Required action:
Repeat the data as given. Images do not go in the copy.

Records for the task:
+++

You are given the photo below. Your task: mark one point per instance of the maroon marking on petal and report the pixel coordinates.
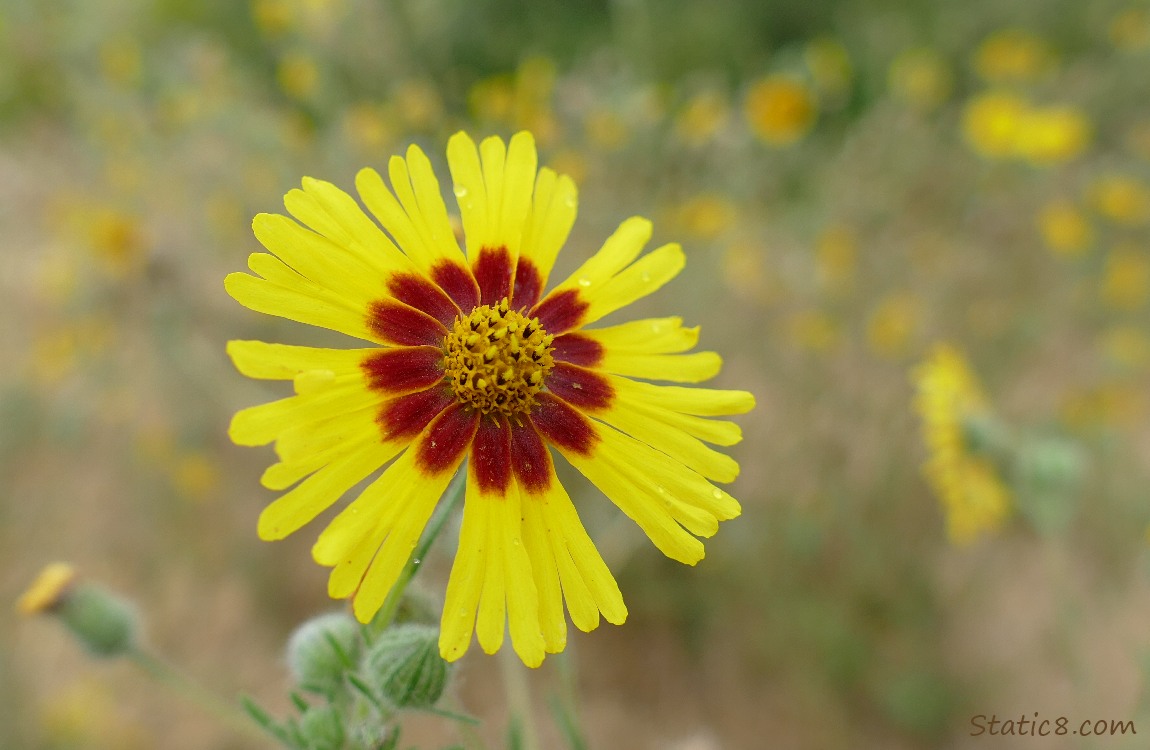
(407, 415)
(528, 284)
(404, 369)
(458, 282)
(530, 459)
(560, 311)
(493, 273)
(564, 426)
(444, 443)
(577, 349)
(421, 293)
(397, 323)
(491, 454)
(579, 387)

+++

Answer box:
You are given the photo below. Your task: mark one point per instance of the maroon marking on petal and report the pixel coordinates.
(407, 415)
(528, 284)
(404, 369)
(458, 282)
(530, 459)
(560, 311)
(493, 273)
(564, 426)
(444, 443)
(577, 349)
(421, 293)
(397, 323)
(491, 454)
(579, 387)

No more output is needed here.